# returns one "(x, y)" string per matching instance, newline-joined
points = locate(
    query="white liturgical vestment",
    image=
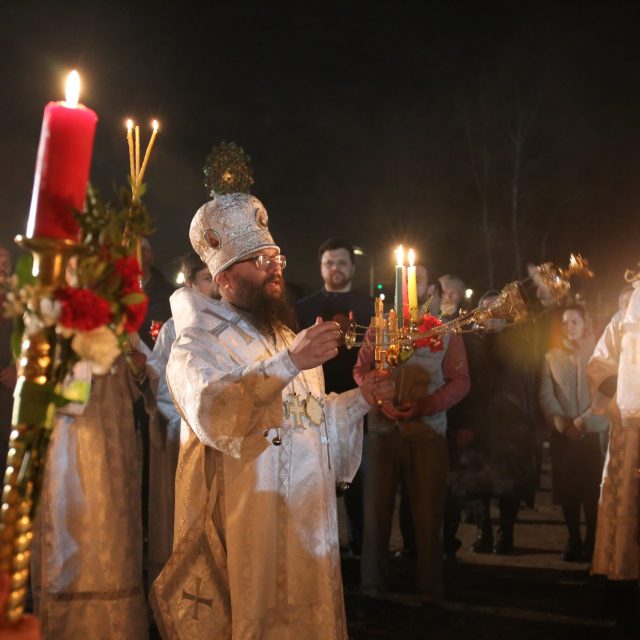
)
(256, 537)
(617, 353)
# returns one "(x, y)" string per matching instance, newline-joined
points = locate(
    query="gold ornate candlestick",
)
(39, 379)
(517, 302)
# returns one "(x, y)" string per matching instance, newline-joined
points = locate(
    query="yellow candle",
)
(155, 126)
(137, 131)
(132, 167)
(412, 288)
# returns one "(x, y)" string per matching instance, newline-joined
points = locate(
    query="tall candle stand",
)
(40, 375)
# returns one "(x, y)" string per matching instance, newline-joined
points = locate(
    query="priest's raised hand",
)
(316, 344)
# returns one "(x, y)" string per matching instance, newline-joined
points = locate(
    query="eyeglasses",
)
(263, 262)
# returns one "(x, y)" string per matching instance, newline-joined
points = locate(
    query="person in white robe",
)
(164, 430)
(87, 579)
(614, 373)
(256, 538)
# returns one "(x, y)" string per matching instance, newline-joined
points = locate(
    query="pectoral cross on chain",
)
(197, 600)
(295, 409)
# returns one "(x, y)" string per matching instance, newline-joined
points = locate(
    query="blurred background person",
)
(576, 453)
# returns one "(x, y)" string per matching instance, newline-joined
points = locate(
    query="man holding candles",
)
(406, 440)
(261, 449)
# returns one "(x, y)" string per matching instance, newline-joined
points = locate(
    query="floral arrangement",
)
(434, 342)
(102, 302)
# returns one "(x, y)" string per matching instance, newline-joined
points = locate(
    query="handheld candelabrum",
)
(519, 301)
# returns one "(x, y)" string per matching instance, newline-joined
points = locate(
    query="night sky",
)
(383, 123)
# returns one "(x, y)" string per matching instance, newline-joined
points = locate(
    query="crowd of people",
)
(203, 474)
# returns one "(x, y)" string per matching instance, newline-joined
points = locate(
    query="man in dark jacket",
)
(336, 301)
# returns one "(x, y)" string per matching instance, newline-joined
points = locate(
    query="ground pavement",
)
(530, 594)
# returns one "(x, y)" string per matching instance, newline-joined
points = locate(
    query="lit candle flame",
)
(72, 90)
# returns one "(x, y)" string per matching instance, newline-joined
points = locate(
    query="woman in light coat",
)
(576, 453)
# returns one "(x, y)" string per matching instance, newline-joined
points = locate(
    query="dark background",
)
(381, 122)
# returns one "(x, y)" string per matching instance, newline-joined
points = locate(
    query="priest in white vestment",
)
(256, 536)
(164, 430)
(614, 372)
(87, 577)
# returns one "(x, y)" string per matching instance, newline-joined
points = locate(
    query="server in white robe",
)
(256, 538)
(87, 557)
(614, 372)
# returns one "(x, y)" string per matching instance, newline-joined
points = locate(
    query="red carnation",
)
(82, 309)
(129, 270)
(435, 343)
(134, 315)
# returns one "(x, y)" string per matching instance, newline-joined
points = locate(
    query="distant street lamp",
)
(359, 251)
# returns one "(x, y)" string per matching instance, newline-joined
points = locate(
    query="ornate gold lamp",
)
(517, 302)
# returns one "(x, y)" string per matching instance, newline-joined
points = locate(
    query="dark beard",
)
(265, 310)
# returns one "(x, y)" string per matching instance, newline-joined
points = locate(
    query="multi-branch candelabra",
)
(517, 302)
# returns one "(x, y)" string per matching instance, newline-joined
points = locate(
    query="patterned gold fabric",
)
(256, 538)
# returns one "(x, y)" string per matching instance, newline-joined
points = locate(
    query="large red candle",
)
(62, 166)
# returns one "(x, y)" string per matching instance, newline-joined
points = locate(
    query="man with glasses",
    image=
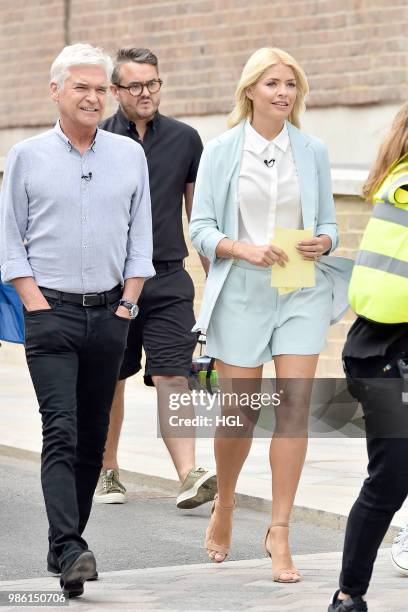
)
(163, 326)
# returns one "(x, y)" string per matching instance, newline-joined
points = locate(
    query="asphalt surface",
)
(148, 531)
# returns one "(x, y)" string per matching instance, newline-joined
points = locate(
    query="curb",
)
(313, 516)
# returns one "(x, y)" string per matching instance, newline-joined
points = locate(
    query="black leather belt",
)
(86, 299)
(164, 266)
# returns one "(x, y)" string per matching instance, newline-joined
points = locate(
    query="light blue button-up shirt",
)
(76, 223)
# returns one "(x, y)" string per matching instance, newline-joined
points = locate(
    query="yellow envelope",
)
(297, 271)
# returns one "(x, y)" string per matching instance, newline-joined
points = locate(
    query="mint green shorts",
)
(251, 323)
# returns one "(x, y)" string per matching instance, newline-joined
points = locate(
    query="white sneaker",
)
(399, 551)
(109, 489)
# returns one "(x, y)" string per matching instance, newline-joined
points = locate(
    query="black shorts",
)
(163, 326)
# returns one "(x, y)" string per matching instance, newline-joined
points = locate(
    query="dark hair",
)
(132, 54)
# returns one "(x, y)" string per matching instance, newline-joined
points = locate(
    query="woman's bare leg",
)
(230, 452)
(288, 449)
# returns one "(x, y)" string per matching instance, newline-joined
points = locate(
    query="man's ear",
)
(114, 91)
(54, 89)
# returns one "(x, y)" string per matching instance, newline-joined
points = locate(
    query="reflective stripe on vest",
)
(382, 262)
(387, 212)
(379, 285)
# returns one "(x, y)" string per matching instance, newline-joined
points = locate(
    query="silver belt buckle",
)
(87, 295)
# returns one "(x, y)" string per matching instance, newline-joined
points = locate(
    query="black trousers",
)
(386, 488)
(74, 356)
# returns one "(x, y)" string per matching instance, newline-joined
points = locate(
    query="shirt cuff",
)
(331, 232)
(210, 243)
(16, 268)
(139, 268)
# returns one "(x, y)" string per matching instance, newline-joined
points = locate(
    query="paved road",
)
(148, 531)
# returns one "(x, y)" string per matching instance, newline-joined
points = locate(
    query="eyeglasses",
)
(135, 89)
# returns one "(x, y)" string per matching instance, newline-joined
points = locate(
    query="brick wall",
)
(354, 51)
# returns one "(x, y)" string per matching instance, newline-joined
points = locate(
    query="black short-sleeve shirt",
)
(173, 150)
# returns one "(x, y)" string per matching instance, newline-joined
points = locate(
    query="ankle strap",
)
(220, 506)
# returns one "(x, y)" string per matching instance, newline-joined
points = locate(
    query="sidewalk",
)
(331, 480)
(231, 586)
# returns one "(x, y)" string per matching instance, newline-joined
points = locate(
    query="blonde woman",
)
(261, 174)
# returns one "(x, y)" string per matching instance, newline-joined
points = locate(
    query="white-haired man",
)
(76, 242)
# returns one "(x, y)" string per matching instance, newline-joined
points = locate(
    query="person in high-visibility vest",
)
(375, 360)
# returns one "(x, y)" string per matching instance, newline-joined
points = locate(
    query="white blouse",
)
(268, 196)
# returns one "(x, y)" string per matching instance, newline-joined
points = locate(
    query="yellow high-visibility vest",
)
(378, 288)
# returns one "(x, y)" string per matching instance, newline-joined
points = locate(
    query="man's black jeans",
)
(386, 488)
(74, 356)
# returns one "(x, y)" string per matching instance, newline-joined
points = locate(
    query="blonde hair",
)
(253, 70)
(393, 149)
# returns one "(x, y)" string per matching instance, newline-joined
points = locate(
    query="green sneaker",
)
(109, 489)
(199, 487)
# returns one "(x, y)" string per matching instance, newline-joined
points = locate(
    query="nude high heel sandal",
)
(210, 543)
(277, 574)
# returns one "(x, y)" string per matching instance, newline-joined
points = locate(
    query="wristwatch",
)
(132, 308)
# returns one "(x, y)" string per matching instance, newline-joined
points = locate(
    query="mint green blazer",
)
(215, 209)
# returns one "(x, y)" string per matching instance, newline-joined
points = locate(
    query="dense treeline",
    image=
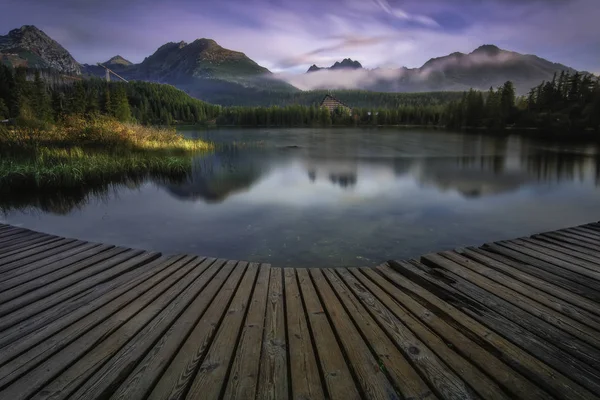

TASK STATEMENT ->
In the data above, which lines include "woman"? Return those lines.

RESPONSE TO THE EXERCISE ->
    query="woman in light coat",
    query="woman's bare leg",
    query="blonde woman",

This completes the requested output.